# Aim
Can you return every line of the records below word for word, leaving out the pictures?

## Start Information given

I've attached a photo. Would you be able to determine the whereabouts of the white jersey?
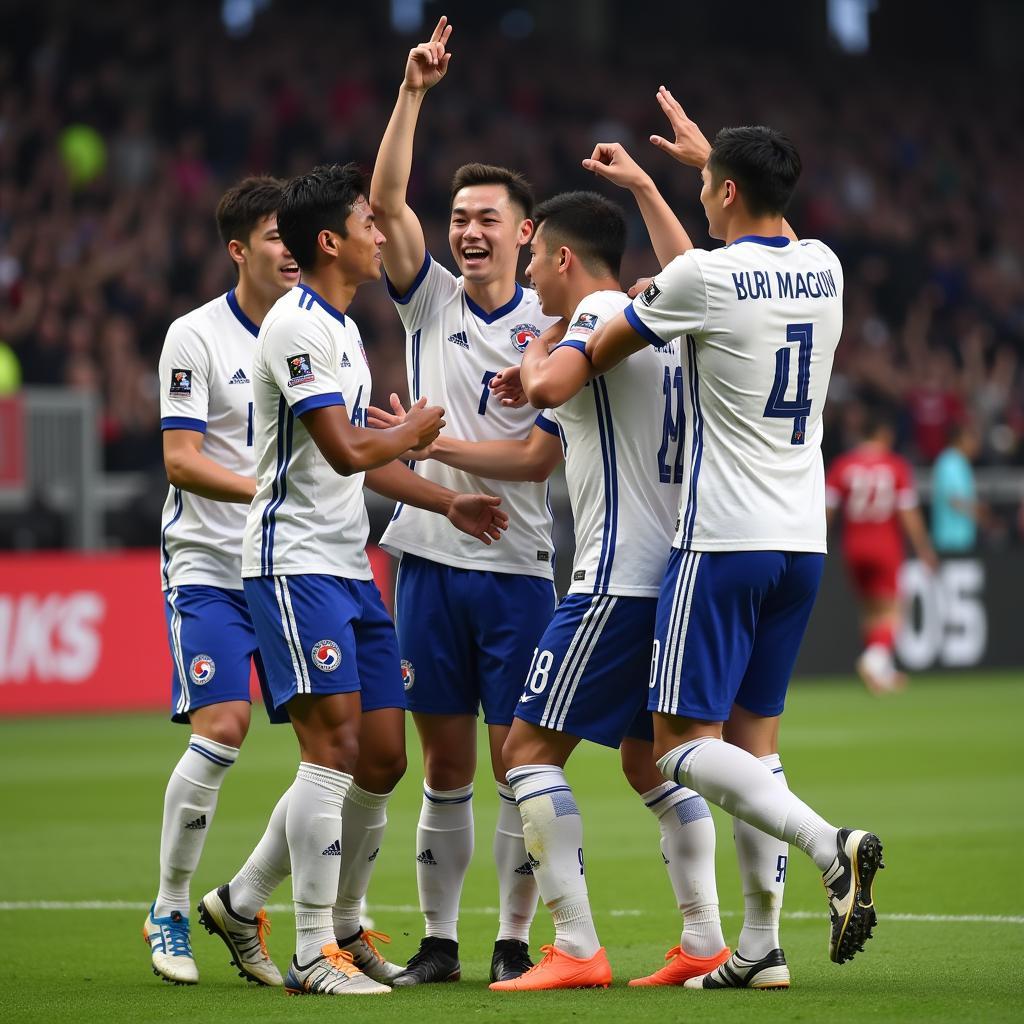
[242,285,373,580]
[381,253,555,580]
[547,291,682,597]
[626,236,843,552]
[160,290,259,590]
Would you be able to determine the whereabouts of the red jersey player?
[825,416,938,693]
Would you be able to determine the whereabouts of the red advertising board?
[0,548,391,717]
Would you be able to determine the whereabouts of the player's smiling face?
[449,185,532,285]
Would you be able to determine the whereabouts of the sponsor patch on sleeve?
[168,367,191,398]
[287,352,315,387]
[640,281,662,306]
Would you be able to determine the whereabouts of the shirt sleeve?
[384,252,459,334]
[625,250,708,347]
[160,319,210,433]
[262,311,345,416]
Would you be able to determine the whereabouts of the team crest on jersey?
[569,313,597,331]
[287,352,314,387]
[188,654,217,686]
[311,640,341,672]
[510,324,541,352]
[169,367,191,398]
[640,281,662,306]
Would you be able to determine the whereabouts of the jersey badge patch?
[510,324,541,352]
[169,367,191,398]
[640,281,662,306]
[287,352,315,387]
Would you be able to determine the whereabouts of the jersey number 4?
[764,324,814,444]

## End Information given

# Exercise result
I've attached a photo. Would you be able to determine the whereabouts of the white jersey?
[242,285,373,580]
[381,253,555,580]
[547,291,682,597]
[626,236,843,552]
[160,290,259,590]
Would you be able to determine the whereabouts of the red jersey player?
[825,416,938,693]
Would you be able to determine the whereabouts of the red advertising board?
[0,548,391,717]
Would you be able to determine the whereabouts of the player's smiling face?
[449,185,532,285]
Would you be able to determine the whereabouts of the sponsor patch on sleeve?
[168,367,191,398]
[287,352,315,387]
[640,281,662,306]
Would you be able to determine the whereabouts of the shirt sleeve?
[384,252,459,334]
[625,250,708,347]
[160,319,210,433]
[262,311,345,416]
Would you be able to determine the whereabouts of the team crest on jersey?
[569,313,597,331]
[287,352,314,387]
[188,654,217,686]
[311,640,341,672]
[510,324,541,352]
[169,367,191,398]
[640,281,662,306]
Would you be able to determine the whereabouts of the jersey badge patch?
[510,324,541,352]
[169,367,191,398]
[640,281,662,306]
[287,352,315,387]
Would you be able to determine the whereabouts of the jersey number 4?
[764,324,814,444]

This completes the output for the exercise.